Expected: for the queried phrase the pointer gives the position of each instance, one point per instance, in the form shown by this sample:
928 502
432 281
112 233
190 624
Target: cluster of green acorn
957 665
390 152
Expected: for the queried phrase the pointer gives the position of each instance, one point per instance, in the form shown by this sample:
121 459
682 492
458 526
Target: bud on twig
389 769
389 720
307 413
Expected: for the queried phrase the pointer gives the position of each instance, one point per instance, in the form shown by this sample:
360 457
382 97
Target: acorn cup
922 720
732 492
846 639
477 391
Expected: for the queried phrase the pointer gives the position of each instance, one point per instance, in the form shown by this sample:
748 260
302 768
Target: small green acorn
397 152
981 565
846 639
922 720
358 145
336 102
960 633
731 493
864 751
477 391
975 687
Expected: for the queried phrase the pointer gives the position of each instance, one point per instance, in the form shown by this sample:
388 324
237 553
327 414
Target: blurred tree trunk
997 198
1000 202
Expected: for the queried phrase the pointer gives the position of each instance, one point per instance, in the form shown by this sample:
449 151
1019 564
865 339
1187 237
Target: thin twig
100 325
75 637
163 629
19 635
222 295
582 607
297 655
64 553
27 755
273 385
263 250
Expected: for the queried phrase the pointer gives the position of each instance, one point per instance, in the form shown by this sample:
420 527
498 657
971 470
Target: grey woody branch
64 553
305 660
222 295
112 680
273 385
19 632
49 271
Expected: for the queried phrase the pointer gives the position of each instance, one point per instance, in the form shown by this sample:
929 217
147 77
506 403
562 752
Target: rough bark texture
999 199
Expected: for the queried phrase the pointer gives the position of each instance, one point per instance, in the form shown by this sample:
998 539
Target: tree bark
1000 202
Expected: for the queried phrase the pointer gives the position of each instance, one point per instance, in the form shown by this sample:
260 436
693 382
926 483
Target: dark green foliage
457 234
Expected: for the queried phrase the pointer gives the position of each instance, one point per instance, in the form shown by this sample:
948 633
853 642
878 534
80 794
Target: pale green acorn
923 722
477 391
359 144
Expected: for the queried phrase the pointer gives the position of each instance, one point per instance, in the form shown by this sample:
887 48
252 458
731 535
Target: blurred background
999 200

-- What you are asked to do --
Copy all the records exactly so that no character differs from the source.

-- Final answer --
Expected: for the queried phrase the pointer gives the position of each instance, one point per instance, in the form shown by this sample:
928 502
432 281
112 233
190 624
Target: cluster of green acorn
957 665
390 152
Expected: for the queried phrase the pointer gives the position of each instance, one point per instance, in the form shown by this sample:
121 459
682 492
458 526
Target: bud on twig
389 769
389 720
307 413
Expected: for the queried phrase the pointer gives the position of each instance, one point per instance, in the form shown by this sample:
360 457
382 97
Target: acorn cup
922 720
732 492
846 639
477 391
Expected: for the queried phrase the pointer gives the position of each instance, one point per instance, in the form shown by this sample:
748 260
302 768
Target: small green acorn
397 152
981 565
846 639
922 720
358 145
336 102
960 633
731 493
864 751
477 391
975 687
Expected: for the queried phrase the pointer gives the position of each instance, one point per instance, in the form shown by this sample:
388 324
237 553
327 414
Target: blurred tree trunk
997 198
1000 202
Expected: for the queried phrase the pointer gives the position of each instance, one point per instance, in the form shown by this sample:
449 151
1019 564
865 339
1187 237
Target: thin twig
100 325
75 637
163 629
19 635
222 295
582 607
297 655
64 553
27 755
273 385
263 250
Expected: for the queried phrase the pointer gives the position of each instance, one point per instance, in the form shown by this sample:
420 527
498 657
971 470
Target: grey woody branch
64 553
305 660
222 295
112 680
273 385
19 632
49 271
Expected: for the queried phrase the pointer gives the position of each instance, one point per instance, in the form shown by this sample:
929 217
147 77
506 403
562 752
Target: rough bark texture
999 199
Expected: for the queried phrase the pointer gives the position of each instance, one point per instance, in the form shown by this sample:
998 539
Target: tree bark
1000 202
Expected: for the queried phrase the pointer gives the position of each instance, one point per instance, in the form shown by this sample:
260 436
693 382
926 483
Target: dark green foliage
457 234
Expected: for the queried phrase the pointer gives the position of each instance, one point per instance, in the form shown by this sample:
948 633
853 642
878 534
80 794
Target: pale green acorn
923 722
477 391
359 144
Expected: for the queried phrase the pointer gives the position of each instance, one point per instance, in the form shown by this sample:
887 48
252 458
731 535
Target: blurred background
999 200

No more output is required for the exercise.